- Your assignment: Could the entries below be transcribed word for word, with the pictures omitted?

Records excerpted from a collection

****************************************

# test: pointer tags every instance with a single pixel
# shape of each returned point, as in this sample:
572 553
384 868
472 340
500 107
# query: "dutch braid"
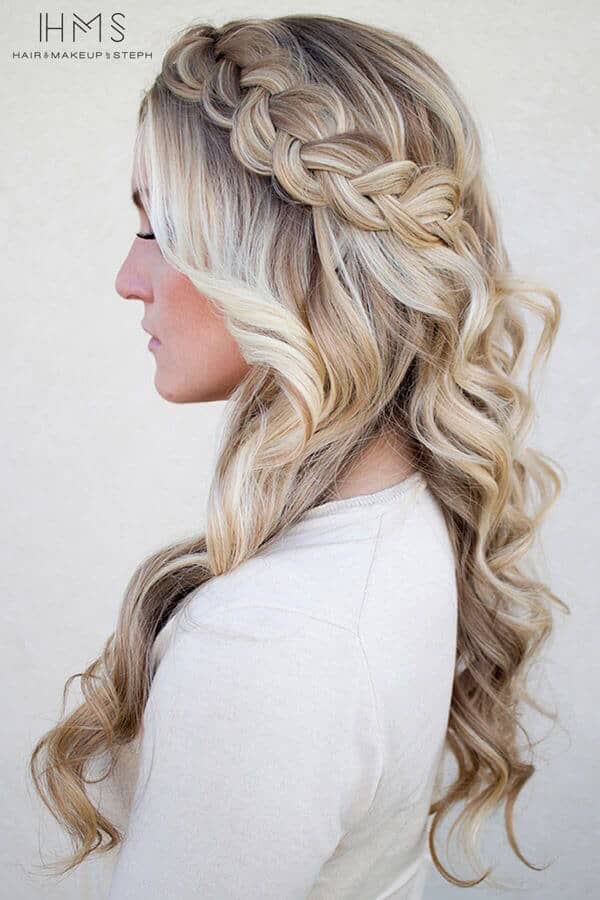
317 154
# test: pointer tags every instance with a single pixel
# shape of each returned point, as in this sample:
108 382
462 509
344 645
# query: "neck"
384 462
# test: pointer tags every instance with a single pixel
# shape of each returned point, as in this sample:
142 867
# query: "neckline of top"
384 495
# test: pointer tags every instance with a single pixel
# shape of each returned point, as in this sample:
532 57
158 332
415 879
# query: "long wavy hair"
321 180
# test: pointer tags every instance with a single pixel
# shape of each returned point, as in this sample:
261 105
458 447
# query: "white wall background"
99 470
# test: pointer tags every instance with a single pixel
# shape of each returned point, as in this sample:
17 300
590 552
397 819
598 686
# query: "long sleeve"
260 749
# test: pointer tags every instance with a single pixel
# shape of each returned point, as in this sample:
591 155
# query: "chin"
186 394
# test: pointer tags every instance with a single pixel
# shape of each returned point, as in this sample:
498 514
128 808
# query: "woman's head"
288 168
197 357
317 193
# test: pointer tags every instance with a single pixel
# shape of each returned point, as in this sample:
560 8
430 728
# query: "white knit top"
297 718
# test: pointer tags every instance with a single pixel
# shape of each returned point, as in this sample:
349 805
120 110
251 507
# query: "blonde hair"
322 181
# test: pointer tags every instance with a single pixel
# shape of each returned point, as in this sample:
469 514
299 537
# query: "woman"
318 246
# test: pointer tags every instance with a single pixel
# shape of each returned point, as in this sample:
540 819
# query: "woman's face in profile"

****************************************

- Answer for this exercise:
# test: pointer tags every instance with a single pixel
# shape of each returned point, as in this sample:
572 553
384 868
472 340
500 107
# query: "dutch braid"
317 154
# test: pointer tags every instance with a single pixel
# shape of each returned point, as in this sample:
108 382
462 509
344 645
# query: "neck"
384 462
# test: pointer tags every instance with a single pixel
# shape of each returned point, as in this sample:
142 867
# query: "neckline of top"
384 495
# test: pointer tags every instance with a single pixel
# shape of each returned point, as in this sample:
532 57
158 332
415 879
# query: "long wavy hair"
321 180
# test: pointer tags every instance with a single pixel
# shape of each returned point, as in this sample:
261 105
458 447
# query: "white wall background"
99 470
# test: pointer tags every instance with a single pixel
# shape of each returned point, as in this sample:
17 300
590 552
397 819
598 686
# query: "long sleeve"
260 749
# test: pointer tags every instance with a single pixel
# shape of each returned point, as in this sample:
591 155
# query: "chin"
186 394
# test: pointer tags every instance with a single pixel
# shape of each returned point, as in this sample:
498 514
128 808
# query: "woman's head"
288 168
197 357
317 193
# test: pointer tags every instance with a single pixel
# shape of each returned point, as in this sample:
560 8
430 728
# query: "white knit top"
297 718
# test: pointer tags every instance with a single pixel
# shape of each returned point, as in this sample:
349 805
120 110
251 507
# query: "blonde hair"
322 181
# test: pointer tags every instance with a single pixel
# shape of each returned point, as in this sample:
469 514
299 537
# query: "woman"
318 246
# test: pointer tags every instance with a single pixel
# shape of each returned point, as in this sample:
540 819
# query: "woman's face in profile"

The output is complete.